The stretch wanted below opens at the line containing "Target: green leaf" and closes at the line containing "-- sample [14,128].". Please return it exactly, with no other lines.
====== Records provided
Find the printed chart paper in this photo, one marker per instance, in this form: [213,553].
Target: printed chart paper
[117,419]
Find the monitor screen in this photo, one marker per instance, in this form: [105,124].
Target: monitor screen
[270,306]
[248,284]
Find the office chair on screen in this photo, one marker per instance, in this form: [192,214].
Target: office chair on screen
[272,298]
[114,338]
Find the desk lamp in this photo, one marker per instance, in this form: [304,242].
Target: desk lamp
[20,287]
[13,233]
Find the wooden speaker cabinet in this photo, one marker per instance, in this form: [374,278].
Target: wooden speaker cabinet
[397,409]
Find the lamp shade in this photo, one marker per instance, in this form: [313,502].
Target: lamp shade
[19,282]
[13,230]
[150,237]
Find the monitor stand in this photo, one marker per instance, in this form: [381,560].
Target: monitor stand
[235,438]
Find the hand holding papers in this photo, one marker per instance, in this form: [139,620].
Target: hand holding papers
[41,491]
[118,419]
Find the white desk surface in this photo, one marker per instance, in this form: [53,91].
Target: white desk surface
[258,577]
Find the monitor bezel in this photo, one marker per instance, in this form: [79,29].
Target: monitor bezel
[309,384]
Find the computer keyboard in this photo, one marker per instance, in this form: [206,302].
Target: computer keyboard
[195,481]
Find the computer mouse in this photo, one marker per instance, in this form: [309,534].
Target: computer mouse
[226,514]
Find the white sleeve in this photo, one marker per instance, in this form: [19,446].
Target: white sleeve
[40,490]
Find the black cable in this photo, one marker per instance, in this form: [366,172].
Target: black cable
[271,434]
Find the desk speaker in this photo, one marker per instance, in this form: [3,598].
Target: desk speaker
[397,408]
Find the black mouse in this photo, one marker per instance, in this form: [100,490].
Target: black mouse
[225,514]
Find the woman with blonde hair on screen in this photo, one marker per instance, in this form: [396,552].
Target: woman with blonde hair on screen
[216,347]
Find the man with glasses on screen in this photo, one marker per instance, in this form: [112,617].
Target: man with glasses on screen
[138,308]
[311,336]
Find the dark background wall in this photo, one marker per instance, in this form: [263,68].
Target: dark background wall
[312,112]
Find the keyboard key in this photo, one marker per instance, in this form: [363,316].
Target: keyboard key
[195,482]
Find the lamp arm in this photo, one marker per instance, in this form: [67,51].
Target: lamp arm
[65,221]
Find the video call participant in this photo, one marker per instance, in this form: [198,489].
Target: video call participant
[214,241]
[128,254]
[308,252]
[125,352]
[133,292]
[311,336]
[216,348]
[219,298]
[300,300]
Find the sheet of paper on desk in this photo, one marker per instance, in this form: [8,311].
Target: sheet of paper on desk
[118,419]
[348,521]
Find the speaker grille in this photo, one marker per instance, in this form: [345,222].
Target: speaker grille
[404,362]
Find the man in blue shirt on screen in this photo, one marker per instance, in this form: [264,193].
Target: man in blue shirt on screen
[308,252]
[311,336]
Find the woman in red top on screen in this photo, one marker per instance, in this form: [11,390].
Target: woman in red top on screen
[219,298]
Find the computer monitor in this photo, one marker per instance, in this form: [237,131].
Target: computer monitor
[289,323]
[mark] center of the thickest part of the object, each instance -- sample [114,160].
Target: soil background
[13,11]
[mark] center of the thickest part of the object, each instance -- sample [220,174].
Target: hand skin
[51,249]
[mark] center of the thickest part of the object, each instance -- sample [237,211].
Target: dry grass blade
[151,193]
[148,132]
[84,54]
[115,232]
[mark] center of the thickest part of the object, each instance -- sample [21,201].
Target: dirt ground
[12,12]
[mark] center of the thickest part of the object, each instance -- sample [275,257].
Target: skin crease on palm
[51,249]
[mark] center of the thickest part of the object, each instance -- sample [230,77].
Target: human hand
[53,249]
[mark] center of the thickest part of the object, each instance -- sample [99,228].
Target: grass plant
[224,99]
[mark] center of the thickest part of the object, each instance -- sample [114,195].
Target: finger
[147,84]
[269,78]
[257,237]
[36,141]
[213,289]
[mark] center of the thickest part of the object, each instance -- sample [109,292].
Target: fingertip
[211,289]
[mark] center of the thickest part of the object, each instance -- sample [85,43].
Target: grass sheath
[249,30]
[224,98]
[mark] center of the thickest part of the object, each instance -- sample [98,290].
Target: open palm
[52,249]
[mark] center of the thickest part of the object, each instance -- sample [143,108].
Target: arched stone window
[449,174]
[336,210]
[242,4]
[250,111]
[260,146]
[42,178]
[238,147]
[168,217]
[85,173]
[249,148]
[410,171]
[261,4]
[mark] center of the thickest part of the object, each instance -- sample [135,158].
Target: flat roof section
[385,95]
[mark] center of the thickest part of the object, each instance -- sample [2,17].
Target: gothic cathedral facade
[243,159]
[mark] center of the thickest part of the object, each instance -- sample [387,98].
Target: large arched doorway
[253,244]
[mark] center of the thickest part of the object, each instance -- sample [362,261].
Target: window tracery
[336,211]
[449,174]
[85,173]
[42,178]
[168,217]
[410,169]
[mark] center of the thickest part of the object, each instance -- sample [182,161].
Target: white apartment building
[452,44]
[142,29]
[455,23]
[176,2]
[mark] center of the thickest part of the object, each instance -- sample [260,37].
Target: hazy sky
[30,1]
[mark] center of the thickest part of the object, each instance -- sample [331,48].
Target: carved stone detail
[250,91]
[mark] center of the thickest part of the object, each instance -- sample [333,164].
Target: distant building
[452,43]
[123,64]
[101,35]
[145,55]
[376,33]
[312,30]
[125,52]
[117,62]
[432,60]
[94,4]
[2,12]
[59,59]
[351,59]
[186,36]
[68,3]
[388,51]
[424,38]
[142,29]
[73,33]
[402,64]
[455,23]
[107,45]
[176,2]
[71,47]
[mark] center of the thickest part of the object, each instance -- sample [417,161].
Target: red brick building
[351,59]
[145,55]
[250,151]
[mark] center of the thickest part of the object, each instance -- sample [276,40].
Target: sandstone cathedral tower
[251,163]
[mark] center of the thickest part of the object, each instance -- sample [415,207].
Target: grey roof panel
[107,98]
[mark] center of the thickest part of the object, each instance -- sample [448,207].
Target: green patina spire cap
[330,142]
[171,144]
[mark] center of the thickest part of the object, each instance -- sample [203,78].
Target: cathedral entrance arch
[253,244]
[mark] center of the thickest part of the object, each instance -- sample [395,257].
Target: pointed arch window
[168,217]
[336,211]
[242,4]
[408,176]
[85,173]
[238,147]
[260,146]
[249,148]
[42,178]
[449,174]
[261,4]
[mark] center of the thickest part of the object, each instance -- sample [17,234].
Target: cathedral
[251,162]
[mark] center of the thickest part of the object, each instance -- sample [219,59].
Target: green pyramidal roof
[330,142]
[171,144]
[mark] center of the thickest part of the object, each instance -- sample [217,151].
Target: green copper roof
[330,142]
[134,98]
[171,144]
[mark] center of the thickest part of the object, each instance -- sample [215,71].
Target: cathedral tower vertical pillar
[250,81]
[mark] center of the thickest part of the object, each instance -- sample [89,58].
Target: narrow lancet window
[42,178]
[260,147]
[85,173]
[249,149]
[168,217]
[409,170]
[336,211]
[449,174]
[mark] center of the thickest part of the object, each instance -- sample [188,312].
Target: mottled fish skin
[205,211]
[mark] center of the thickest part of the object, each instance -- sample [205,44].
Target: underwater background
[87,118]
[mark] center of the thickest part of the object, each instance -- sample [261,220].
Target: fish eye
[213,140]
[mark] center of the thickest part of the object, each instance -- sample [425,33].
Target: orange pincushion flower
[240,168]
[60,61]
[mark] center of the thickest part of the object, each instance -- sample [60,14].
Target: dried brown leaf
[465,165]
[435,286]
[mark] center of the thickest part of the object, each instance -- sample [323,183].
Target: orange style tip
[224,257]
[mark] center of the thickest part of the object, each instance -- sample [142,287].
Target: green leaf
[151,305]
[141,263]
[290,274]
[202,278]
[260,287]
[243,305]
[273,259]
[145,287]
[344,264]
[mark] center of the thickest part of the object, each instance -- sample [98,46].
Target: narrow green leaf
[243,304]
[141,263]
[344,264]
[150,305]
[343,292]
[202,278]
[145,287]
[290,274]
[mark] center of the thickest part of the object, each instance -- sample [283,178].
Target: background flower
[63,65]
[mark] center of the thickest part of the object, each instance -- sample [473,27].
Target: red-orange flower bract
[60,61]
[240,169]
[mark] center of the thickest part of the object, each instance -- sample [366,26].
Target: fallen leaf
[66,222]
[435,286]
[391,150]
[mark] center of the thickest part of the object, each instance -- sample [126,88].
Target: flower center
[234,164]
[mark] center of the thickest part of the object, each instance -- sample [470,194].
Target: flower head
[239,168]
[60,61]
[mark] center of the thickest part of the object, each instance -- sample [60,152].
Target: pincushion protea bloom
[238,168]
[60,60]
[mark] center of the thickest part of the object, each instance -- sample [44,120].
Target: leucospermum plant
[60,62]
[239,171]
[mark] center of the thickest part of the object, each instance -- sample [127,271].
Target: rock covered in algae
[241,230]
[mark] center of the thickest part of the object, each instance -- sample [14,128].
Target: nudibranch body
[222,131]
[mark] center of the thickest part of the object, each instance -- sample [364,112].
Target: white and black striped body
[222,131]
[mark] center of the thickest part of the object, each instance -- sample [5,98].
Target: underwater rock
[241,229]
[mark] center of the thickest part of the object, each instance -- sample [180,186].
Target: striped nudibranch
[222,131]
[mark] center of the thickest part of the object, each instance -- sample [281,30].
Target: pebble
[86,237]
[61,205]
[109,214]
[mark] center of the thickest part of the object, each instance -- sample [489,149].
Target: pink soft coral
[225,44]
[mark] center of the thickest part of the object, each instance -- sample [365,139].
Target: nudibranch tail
============
== Response to the task ==
Target: green leaf
[151,305]
[141,263]
[290,274]
[202,278]
[260,287]
[243,305]
[273,259]
[145,287]
[344,264]
[mark] center of the thickest part of the object, each instance -- sample [98,46].
Target: narrow green leaf
[243,304]
[141,263]
[344,264]
[150,305]
[343,292]
[202,278]
[145,287]
[290,274]
[mark] center of the thickest part of the object, each instance -- sample [283,178].
Target: background flower
[63,65]
[mark] center of the thickest part of the object, each instance -- sample [473,27].
Target: red-orange flower bract
[60,61]
[240,169]
[mark] center of the thickest part of the object, each instance -- sample [366,26].
Target: fallen leaf
[66,222]
[435,286]
[391,150]
[mark] center of the thickest part of the object, each instance -- sample [126,88].
Target: flower center
[234,164]
[mark] center of the thickest part of the object, each instance -- sample [470,194].
Target: flower head
[239,168]
[60,61]
[mark] center of the thickest part of the object, each instance -- sample [60,152].
Target: pincushion protea bloom
[238,168]
[60,60]
[mark] center of the thickest part of the object, each instance -- sample [44,120].
Target: leucospermum plant
[60,62]
[239,171]
[mark] center of the thickest part of the object, each instance -- sample [127,271].
Target: rock covered in algae
[241,230]
[mark] center of the thickest part of the object, each instance -- sample [14,128].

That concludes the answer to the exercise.